◆ **EXERCISES TO COMPLETE**:
1: From the election commentary, write out the passage starting with "Overall, daily tracking" and going on through "for the challenger.".
2: Name every U.S. state mentioned in the election commentary.

-- start PASSAGE --

His recent war against the Catholic Church is evidence of his political ineptitude. Just as he has done with so many other groups, Obama has not only given Catholics no reason to vote for him, but plenty of motivation NOT to vote for him or anyone who supports him. In the 2008 election, Roman Catholics voted for Obama by a margin of 54-46%. It was a principal underlying reason why he was elected. However, there is little chance that Catholics will be lining up to support him this year. A recent Pew poll shows that, prior to his war against religious freedom, he was leading by 9 points among Catholics. Today, that lead is gone and he trails by 5 points. Pick any state with a large Catholic population and put it in the Romney column.

But his loss of support among Jewish voters, a normally reliable Democratic constituency, is just as dramatic. According to a poll conducted by Siena College, his support among Jewish New Yorkers has fallen from 62% support, 32% oppose, a 32% margin during the month of May, to a current level of 51% support, 43% oppose, a margin of only 8%. If that trend continues, New York’s 31 electoral votes could easily end up in the Romney column.

Overall, daily tracking polls indicate that Obama and Romney are running roughly neck and neck and that, if the election were held tomorrow, the election could go either way by a margin of one or two percentage points. Of course, there are two very important factors not considered in arriving at that assessment. It ignores the fact that: a) Respondents are known to lie to poll-takers, afraid that they may appear to be racists if they express their true feelings about Obama, and 2) History tells us that whatever percentage of respondents fall into the "undecided" category almost always end up voting for the challenger.

In other words, if polls show Obama leading Romney by 46% to 45%, we can be almost certain that at least 5% of those who express support for Obama are lying about it. A truer picture would have Romney leading by 4 points, 45-41%. And since history shows that essentially all of the undecided vote will go to the non-incumbent, the actual outcome of the election… if it were held tomorrow… would be in the neighborhood of 59% to 41%, Romney defeating Obama.

There is evidence that Obama’s predicament is so dire that he and his handlers are bound to be losing a lot of sleep over it. For example, in the May 8 West Virginia primary, Obama received 59% of the vote while an inmate in a federal penitentiary in Beaumont, Texas, Keith Judd, received 41%. Two weeks later, on May 22, Obama was embarrassed once again when more than 40% of Democratic primary voters in Arkansas and Kentucky voted against him. In fact, Obama failed to win a majority in over half of Kentucky’s 120 counties.

-- end PASSAGE --
-- start STORED DATA --

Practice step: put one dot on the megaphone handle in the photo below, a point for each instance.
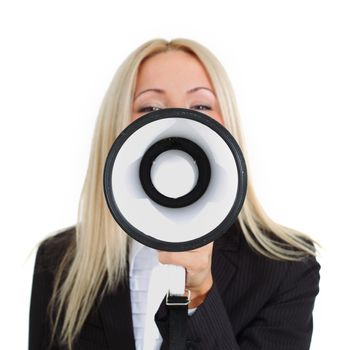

-- end STORED DATA --

◆ **RESPONSES**:
1:
Overall, daily tracking polls indicate that Obama and Romney are running roughly neck and neck and that, if the election were held tomorrow, the election could go either way by a margin of one or two percentage points. Of course, there are two very important factors not considered in arriving at that assessment. It ignores the fact that: a) Respondents are known to lie to poll-takers, afraid that they may appear to be racists if they express their true feelings about Obama, and 2) History tells us that whatever percentage of respondents fall into the "undecided" category almost always end up voting for the challenger.

2: New York, West Virginia, Texas, Arkansas, Kentucky